BEGIN Source text

Jeff J Mitchell/Getty Images
Pupils at Williamwood High School sit their exams on February 5, 2010 in Glasgow.
If you want to know how likely your newborn child is to do well at school or go on to university, scientists may be able to tell with a simple DNA swab. Writing for The World Weekly, David Hugh-Jones introduces his latest research on the subject.
T he graph below, which comes from a new paper by me and my co-authors, shows the proportions of each of five groups in the UK that go to university, or leave school with A levels, GCSEs or no qualifications at all. There is some serious inequality here: about half of the top group go to university, less than 20% of the bottom group. What might these groups be? Social classes? Rich versus poor? North and south?

In fact, they are defined purely by genetics. The top group contains people whose educational attainment, as predicted from their DNA, is in the top 20%, the bottom group is the bottom 20%, and the others are those in between. I’ll spare you the details of how the prediction is done, but it is calculated from DNA alone. Give me a swab from the inside of your child’s cheek, and I’ll tell you how likely she is to go to university.
The age of genomics is coming. In 2000, the human genome was completely sequenced for the first time. It cost about a billion dollars. Since then, the cost has fallen astonishingly fast. Today, an assay chip can tell which of a million common mutations you have, for the cost of a restaurant meal. And we are getting ever better at predicting social outcomes from this data. Twin studies tell us that about 20-40% of the difference between people in educational attainment is genetic. So far we’ve captured far less than half of that. In future versions of the graph, differences between the groups will be steeper still.
This research is a challenge to egalitarians. Prime Minister Theresa May called it a “burning injustice” that white, working-class boys were the least likely group to go to university. Well, whose fault is it exactly? Genes are passed down from parents to children. If the children of poor parents don’t get on in life, maybe they, like their parents, don’t have what it takes to succeed.
Maybe Mother Nature, not society, is the unfair one.
This reaction is premature. First, all these genetic pathways lead, at some stage, through society. For instance, obviously, our graph could not have been drawn in a world without universities. And the genes for education aren’t necessarily giving you a big brain. Suppose being tall or good-looking gets you more attention from teachers – there’s evidence for similar effects in the labour market – so you end up doing better at school. Then, genes for height and looks will be predictive of your education and they will be part of the score our graph uses. Of course that wouldn’t stop us trying to change society so that tall, handsome people didn’t get unfair advantages.
Second, genetic does not mean unchangeable. There is a famous example of this: myopia, which is mostly genetic, can be cured simply by wearing spectacles. Maybe there are equally simple ways to help people who do badly in school. Genetic research could help us find them.
There’s a subtler fact, too. Genes are biologically fixed at birth. But how you got your genes – how mum met dad – was a social process. For example, assortative mating, where genetically similar people marry each other, can increase genetic inequality. If everyone pairs off at random, their kids will all be quite alike, but if smart people only marry smart people, then the next generation will have some kids with very good genes, some with bad genes, and a lot of inequality. But how much “sorting out” there is depends on how society is organised. Levels of assortative mating have gone up in the US in recent years, because society changed so that people spent more time with others of similar backgrounds. With enough political will, it could change again.
All this said, the age of genetics is not good news for egalitarians. Even in a perfectly meritocratic society, where children inherited no wealth or social advantages from their parents, they’d still get a genetic hand-me-down. The word meritocracy, remember, was first coined in a dystopian sci-fi satire from the 1950s. In it, a smug elite, sure of its natural fitness to rule, is roiled by the disappointed masses who have realised that a level playing field still gives them no chance of success.

END Source text
BEGIN Excerpted records

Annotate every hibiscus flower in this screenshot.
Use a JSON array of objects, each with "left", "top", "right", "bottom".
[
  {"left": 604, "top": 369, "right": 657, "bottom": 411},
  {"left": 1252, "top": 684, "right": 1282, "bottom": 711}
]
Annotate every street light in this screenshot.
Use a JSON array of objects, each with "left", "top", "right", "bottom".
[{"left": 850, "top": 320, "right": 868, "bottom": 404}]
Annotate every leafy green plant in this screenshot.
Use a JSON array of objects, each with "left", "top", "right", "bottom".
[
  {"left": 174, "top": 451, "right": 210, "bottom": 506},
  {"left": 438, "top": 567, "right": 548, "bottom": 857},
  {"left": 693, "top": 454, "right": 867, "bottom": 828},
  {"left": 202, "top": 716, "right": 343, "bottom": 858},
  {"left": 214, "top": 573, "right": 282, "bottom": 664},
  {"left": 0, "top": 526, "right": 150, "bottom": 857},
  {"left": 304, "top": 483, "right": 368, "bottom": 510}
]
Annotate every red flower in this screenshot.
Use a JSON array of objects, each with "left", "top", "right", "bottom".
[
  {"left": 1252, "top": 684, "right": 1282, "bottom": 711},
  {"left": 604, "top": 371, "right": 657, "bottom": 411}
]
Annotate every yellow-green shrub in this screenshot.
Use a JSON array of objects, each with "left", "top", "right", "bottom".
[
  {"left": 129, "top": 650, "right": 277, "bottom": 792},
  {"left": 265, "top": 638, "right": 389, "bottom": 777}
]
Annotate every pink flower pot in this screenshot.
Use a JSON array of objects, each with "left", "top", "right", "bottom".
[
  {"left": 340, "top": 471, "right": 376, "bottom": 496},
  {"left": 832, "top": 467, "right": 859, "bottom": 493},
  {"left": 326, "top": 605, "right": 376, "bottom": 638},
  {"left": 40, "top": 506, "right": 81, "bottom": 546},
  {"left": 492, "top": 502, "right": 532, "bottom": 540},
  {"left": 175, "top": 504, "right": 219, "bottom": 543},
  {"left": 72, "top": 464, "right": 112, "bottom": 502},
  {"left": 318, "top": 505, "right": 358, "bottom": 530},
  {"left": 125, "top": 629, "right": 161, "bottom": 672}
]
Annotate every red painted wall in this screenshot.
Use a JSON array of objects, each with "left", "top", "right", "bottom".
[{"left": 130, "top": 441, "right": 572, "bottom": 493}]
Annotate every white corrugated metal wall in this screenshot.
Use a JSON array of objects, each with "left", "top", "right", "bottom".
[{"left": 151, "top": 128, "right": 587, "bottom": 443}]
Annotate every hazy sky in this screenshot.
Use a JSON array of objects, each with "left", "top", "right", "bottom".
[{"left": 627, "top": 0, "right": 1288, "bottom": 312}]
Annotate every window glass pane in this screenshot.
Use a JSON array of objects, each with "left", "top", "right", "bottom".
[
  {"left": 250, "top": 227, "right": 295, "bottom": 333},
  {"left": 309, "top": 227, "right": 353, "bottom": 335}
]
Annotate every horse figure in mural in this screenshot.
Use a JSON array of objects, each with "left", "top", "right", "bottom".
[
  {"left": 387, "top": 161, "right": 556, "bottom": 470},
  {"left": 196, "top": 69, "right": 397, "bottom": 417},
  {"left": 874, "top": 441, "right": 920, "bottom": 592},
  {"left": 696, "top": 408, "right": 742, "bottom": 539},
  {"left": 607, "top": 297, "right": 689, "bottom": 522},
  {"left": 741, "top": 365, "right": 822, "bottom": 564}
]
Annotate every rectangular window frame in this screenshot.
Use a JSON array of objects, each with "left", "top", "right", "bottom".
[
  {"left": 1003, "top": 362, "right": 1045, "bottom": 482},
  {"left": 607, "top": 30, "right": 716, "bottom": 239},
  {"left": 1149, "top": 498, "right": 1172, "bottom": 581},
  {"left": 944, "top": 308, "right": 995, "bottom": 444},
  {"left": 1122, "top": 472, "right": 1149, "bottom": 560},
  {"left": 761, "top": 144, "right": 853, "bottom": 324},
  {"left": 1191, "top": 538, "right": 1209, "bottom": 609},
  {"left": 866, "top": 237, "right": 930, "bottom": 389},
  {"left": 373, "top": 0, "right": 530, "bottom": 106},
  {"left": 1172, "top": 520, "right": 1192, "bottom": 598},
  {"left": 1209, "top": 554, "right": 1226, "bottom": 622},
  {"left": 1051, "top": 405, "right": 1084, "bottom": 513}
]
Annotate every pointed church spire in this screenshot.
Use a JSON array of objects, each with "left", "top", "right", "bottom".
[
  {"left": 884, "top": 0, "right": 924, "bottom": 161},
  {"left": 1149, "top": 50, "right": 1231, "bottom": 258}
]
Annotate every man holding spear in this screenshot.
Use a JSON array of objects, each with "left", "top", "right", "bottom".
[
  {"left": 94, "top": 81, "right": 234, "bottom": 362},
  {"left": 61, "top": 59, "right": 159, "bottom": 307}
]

END Excerpted records

**Exercise**
From the piece on genes and school success, copy the passage word for word, starting at "There’s a subtler" and ending after "could change again.".

**Your response**
There’s a subtler fact, too. Genes are biologically fixed at birth. But how you got your genes – how mum met dad – was a social process. For example, assortative mating, where genetically similar people marry each other, can increase genetic inequality. If everyone pairs off at random, their kids will all be quite alike, but if smart people only marry smart people, then the next generation will have some kids with very good genes, some with bad genes, and a lot of inequality. But how much “sorting out” there is depends on how society is organised. Levels of assortative mating have gone up in the US in recent years, because society changed so that people spent more time with others of similar backgrounds. With enough political will, it could change again.